§ **Objective**: Could you recast the records, from their first line through the line with "point(345, 248)", as a numbered list with blank lines left out?

**********

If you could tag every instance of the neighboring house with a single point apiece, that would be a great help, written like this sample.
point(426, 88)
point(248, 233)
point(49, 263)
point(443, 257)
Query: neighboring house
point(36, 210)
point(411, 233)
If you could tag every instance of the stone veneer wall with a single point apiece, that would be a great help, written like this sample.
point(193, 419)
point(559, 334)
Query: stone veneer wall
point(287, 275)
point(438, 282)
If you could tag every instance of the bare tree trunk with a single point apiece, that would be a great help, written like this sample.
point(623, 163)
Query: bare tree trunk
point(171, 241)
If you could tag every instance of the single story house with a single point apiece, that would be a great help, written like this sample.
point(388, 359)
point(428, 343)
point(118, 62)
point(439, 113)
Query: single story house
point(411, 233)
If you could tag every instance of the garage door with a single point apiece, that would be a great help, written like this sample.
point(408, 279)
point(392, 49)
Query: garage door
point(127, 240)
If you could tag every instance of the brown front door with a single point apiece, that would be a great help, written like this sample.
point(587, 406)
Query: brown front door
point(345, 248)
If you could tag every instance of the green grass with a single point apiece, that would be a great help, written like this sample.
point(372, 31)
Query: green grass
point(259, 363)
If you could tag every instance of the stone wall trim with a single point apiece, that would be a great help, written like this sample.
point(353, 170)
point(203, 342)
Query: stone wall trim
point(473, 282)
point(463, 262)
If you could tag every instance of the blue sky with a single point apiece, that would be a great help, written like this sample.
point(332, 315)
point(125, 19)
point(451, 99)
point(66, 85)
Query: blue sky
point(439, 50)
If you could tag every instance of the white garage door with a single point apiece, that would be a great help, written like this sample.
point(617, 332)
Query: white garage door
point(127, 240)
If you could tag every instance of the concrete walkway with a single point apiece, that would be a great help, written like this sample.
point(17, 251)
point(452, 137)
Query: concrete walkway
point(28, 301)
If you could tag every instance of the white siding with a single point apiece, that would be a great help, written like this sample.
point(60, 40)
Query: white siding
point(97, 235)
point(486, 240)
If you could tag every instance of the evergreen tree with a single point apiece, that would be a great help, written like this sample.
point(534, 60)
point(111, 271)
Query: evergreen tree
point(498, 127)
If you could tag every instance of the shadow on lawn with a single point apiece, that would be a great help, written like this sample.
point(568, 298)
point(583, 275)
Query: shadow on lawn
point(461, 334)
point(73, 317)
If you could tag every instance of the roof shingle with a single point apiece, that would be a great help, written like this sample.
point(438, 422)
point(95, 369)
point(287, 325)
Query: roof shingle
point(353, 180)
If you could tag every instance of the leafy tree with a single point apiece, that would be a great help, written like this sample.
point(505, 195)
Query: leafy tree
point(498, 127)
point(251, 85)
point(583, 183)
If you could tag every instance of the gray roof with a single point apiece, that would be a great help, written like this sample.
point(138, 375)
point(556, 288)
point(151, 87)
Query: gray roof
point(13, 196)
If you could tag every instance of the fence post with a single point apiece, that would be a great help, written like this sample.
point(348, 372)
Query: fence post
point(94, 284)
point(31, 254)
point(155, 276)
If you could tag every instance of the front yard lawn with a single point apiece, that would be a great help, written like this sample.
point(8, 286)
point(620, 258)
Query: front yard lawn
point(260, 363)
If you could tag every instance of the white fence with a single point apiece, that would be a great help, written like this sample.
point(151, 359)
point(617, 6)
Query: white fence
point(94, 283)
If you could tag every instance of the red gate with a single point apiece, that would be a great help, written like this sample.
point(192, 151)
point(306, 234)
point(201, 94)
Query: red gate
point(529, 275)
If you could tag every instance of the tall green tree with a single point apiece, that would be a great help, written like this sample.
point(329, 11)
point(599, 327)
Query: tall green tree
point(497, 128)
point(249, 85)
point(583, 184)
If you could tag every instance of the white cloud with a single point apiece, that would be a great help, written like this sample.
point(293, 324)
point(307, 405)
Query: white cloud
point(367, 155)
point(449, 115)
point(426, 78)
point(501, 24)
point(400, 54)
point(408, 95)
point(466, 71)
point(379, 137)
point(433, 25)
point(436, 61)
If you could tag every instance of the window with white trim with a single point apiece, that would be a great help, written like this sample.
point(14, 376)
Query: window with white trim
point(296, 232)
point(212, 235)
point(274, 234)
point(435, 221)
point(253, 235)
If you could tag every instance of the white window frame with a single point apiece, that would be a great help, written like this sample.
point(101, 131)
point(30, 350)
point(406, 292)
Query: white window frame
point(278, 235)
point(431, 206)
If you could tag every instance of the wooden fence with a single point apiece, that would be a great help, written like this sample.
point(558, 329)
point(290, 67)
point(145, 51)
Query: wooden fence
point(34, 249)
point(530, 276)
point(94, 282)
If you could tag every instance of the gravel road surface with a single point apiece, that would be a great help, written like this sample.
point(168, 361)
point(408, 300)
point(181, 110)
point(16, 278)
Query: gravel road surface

**********

§ **Solution to this problem**:
1. If you could tag every instance of the neighboring house with a single point apiece, that would be a great help, written like this sample.
2. point(426, 88)
3. point(248, 233)
4. point(49, 263)
5. point(443, 257)
6. Query: neighboring house
7. point(36, 210)
8. point(411, 233)
9. If you could tag every instance of the stone veneer wall with a single point apiece, that would be a great help, written like this sample.
10. point(193, 419)
11. point(559, 334)
12. Query: stone veneer wall
13. point(287, 275)
14. point(438, 282)
15. If you could tag every instance of the bare tree trunk with a single point apiece, that would be a great help, written like this sample.
16. point(623, 163)
17. Query: bare tree trunk
18. point(171, 241)
19. If you could tag every instance of the single story house with a single point apiece, that would be a great help, written like this sample.
20. point(388, 359)
21. point(428, 343)
22. point(118, 62)
23. point(439, 113)
24. Query: single story house
25. point(411, 233)
26. If you could tag every instance of the garage door with a single point apiece, that would be a great help, written like this sample.
27. point(408, 279)
28. point(392, 49)
29. Query: garage door
30. point(127, 240)
31. If you could tag every instance of the brown front door with a single point apiece, that would be a great help, written like this sample.
32. point(587, 406)
33. Query: brown front door
34. point(345, 248)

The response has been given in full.